* **AIM OF THE TASK**:
There is material below. Print exactly the lines starting at the line with "Target — white wall" and ending at the line with "Target — woman's left hand", ends included, and no others.

* **INFORMATION SHOWN**:

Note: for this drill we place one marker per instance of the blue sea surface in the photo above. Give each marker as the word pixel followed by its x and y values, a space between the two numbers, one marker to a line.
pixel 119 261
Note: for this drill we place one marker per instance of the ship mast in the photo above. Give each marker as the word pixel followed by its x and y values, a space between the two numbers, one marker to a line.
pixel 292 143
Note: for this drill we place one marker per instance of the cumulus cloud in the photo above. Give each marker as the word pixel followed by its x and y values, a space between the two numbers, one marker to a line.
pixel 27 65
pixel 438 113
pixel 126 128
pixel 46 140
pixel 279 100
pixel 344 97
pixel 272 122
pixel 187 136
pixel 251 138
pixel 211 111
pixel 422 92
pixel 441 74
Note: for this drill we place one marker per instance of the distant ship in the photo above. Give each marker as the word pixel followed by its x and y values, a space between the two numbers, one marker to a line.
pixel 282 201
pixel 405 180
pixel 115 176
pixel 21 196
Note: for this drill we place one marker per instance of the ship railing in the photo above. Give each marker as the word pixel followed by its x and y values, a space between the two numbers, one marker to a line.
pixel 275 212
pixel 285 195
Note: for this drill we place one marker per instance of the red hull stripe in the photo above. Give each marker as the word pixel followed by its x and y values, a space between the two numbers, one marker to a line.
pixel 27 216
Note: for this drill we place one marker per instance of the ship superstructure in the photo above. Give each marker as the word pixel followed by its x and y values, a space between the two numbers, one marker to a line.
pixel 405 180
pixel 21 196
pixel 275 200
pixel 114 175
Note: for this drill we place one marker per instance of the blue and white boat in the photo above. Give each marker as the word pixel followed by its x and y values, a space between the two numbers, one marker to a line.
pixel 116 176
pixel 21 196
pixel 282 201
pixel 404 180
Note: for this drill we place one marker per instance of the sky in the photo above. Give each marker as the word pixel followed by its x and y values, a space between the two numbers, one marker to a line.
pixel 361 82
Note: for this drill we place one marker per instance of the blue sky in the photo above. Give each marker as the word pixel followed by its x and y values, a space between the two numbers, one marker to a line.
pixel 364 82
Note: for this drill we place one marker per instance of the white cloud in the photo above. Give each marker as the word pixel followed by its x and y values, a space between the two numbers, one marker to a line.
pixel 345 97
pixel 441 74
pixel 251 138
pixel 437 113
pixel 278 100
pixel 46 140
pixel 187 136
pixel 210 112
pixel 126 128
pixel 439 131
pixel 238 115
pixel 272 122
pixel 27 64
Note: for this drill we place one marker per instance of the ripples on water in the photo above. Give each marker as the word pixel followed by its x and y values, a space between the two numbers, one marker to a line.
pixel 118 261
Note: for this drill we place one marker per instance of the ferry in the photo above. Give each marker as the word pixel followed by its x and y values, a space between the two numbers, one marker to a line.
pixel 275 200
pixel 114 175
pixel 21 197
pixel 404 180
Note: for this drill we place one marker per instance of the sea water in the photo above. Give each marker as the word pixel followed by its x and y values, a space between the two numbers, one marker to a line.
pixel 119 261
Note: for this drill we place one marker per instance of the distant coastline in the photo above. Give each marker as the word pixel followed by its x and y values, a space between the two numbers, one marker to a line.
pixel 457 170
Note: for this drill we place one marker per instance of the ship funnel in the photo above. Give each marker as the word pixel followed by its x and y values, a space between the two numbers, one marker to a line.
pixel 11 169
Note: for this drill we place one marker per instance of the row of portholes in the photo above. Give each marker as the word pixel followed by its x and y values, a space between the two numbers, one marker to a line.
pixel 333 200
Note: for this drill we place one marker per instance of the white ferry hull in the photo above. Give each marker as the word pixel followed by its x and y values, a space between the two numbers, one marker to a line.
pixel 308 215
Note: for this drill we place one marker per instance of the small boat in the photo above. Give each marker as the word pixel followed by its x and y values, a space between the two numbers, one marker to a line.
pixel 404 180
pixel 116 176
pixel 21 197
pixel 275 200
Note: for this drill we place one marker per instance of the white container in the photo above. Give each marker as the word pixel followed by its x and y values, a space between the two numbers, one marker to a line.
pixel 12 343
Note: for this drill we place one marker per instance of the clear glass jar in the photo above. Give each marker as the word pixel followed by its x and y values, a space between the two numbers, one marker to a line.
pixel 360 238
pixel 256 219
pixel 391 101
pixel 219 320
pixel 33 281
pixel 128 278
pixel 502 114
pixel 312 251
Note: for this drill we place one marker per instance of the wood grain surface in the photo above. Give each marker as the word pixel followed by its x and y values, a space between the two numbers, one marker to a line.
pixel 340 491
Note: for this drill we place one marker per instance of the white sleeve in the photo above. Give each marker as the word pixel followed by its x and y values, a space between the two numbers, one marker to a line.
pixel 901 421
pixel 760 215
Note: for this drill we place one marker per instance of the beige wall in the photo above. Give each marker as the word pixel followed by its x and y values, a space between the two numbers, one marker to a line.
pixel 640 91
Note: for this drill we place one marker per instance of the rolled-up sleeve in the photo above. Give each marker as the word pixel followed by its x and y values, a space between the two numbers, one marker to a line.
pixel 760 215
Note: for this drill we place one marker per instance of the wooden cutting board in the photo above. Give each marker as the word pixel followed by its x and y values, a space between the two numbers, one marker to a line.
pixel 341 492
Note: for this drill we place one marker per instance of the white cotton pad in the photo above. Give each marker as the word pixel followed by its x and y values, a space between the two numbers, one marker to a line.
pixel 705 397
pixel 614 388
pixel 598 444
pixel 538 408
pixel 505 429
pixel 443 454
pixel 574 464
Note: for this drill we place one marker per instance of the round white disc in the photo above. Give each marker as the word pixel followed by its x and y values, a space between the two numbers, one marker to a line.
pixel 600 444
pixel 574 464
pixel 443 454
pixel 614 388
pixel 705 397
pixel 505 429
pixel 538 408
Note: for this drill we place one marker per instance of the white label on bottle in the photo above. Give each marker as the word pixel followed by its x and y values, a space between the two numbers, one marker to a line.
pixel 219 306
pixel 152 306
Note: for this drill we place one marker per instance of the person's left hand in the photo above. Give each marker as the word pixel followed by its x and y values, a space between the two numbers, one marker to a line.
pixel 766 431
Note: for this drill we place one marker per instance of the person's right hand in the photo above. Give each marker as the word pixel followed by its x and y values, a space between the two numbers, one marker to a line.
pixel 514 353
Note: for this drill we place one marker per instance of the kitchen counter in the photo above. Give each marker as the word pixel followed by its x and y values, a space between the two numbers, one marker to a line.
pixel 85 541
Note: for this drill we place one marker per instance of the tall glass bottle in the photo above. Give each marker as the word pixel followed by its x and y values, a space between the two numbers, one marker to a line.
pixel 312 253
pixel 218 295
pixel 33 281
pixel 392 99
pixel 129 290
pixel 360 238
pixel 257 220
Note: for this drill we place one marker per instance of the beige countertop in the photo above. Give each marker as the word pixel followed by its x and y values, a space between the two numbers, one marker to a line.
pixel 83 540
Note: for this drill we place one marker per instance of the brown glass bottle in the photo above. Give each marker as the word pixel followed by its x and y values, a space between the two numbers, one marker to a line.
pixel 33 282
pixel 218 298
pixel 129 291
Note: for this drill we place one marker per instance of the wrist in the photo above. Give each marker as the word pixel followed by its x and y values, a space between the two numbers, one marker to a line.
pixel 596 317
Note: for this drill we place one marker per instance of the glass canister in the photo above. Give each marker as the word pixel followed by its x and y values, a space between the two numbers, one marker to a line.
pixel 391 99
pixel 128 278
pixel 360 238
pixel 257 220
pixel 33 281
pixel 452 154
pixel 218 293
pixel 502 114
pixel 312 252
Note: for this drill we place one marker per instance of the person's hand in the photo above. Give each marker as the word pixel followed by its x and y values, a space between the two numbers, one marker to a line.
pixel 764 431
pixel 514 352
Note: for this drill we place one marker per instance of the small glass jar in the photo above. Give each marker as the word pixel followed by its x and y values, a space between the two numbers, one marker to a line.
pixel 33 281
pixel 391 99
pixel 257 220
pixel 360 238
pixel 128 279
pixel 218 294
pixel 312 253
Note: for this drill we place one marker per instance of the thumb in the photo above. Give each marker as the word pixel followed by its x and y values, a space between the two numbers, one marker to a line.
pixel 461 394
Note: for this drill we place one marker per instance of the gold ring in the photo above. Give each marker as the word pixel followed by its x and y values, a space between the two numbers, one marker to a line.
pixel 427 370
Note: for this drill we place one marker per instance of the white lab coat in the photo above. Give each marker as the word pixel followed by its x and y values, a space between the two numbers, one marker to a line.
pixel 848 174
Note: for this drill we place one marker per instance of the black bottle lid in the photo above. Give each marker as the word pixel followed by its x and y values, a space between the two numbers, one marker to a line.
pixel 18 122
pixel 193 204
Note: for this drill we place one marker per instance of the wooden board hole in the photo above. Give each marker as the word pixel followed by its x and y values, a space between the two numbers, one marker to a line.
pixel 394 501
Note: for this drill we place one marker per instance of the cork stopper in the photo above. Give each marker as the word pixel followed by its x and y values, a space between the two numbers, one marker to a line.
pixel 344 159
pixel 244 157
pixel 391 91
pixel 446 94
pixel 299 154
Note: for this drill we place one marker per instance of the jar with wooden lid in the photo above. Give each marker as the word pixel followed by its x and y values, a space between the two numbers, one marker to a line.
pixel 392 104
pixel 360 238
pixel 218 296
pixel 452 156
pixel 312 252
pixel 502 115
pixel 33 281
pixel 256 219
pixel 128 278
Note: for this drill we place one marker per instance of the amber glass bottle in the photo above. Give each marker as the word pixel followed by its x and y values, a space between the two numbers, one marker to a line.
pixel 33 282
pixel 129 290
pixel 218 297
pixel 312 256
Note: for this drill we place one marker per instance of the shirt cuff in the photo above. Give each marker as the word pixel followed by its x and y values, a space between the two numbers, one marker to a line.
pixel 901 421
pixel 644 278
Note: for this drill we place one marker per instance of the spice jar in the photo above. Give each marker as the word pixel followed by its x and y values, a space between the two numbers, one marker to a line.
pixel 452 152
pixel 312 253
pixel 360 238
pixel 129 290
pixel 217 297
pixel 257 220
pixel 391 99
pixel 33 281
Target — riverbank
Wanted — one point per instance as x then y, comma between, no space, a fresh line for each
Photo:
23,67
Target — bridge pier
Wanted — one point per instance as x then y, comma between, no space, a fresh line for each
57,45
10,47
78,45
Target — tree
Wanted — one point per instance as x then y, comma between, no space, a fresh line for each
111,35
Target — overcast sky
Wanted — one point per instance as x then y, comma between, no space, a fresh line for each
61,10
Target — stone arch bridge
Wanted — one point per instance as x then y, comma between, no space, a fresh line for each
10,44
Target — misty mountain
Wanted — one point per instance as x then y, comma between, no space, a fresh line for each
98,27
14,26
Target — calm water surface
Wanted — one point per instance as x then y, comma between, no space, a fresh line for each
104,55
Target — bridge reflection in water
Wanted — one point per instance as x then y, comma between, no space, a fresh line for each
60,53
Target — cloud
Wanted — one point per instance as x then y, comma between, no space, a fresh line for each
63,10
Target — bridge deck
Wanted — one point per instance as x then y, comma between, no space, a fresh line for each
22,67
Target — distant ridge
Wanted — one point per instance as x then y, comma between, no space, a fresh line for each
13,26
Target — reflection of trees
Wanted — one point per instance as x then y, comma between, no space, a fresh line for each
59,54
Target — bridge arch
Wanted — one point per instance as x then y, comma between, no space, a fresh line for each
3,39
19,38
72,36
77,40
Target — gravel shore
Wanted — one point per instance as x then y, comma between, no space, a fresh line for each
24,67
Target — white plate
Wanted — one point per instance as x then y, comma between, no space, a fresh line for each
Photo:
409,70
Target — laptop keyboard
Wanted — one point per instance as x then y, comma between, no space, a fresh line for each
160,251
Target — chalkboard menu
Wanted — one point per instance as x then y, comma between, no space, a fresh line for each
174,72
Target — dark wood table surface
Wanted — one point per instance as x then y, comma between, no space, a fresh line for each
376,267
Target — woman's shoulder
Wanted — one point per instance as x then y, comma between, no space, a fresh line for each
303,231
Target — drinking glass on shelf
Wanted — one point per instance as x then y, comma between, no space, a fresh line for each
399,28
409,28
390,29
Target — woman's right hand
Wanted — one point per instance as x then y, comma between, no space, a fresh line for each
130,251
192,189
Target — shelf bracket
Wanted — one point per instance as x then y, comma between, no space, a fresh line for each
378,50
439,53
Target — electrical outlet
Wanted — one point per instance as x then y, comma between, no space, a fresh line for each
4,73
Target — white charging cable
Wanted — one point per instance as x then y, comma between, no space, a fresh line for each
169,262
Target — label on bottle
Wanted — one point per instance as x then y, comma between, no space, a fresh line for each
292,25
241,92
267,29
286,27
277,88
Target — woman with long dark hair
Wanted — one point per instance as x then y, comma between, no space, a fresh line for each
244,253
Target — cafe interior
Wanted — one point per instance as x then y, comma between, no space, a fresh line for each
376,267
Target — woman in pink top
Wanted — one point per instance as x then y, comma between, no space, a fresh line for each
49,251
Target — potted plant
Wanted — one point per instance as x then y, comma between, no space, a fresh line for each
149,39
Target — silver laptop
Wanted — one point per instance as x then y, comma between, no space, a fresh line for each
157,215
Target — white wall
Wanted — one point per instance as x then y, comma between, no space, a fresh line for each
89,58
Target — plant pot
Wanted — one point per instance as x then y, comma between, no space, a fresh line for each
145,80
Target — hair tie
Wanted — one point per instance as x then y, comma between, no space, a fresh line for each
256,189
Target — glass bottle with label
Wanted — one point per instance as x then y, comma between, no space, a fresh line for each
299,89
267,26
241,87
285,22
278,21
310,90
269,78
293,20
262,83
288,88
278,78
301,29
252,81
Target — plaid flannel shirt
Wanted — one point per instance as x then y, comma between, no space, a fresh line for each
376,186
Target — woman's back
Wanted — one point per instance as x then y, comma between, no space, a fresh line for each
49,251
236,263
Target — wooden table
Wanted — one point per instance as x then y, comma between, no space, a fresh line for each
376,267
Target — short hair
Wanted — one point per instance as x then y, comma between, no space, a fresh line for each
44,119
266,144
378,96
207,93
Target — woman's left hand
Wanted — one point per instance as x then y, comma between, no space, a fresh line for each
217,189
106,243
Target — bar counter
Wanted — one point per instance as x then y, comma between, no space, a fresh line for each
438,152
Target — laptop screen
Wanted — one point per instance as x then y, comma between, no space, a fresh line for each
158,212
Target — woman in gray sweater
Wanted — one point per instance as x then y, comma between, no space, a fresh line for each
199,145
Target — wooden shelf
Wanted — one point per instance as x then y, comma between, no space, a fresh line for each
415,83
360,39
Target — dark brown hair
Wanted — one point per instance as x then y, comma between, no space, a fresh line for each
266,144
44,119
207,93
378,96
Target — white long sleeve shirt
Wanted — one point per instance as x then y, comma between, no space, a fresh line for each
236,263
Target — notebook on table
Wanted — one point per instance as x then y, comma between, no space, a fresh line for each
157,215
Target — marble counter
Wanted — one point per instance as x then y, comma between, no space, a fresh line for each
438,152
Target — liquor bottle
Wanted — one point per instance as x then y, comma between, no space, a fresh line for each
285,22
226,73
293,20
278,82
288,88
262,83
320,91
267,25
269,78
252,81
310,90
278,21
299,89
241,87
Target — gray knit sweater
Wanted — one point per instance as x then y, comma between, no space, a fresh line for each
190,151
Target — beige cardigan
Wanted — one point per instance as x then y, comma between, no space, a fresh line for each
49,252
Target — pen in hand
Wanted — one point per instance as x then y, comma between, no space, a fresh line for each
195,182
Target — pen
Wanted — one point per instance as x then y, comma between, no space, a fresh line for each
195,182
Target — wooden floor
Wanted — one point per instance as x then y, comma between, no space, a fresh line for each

* **TASK SOLUTION**:
Target — white wall
Wanted — one point per instance as x then y, comma between, no space, a fresh line for each
89,58
Target — plant pot
Wanted — one point per instance as x then y, comma between, no space, a fresh line for each
145,80
Target — hair tie
Wanted — one point per instance as x then y, comma between, no space, a fresh line for each
256,189
Target — glass bottle with label
Wanted — one point per instance as x then y, comma between, no space, a fresh line for each
299,89
267,26
241,87
285,22
278,21
310,90
269,78
293,20
262,83
288,88
278,78
301,29
252,81
Target — plaid flannel shirt
Wanted — one point per instance as x then y, comma between, no space, a fresh line for each
376,186
Target — woman's back
Wanted — one point per instance as x then y, comma between, no space, a fresh line for each
49,251
236,263
Target — wooden table
Wanted — one point per instance as x then y, comma between, no space, a fresh line for each
376,267
Target — short hair
Wanted — one point per instance as x then y, comma between, no space, a fresh line for each
44,119
266,144
378,96
207,93
Target — woman's left hand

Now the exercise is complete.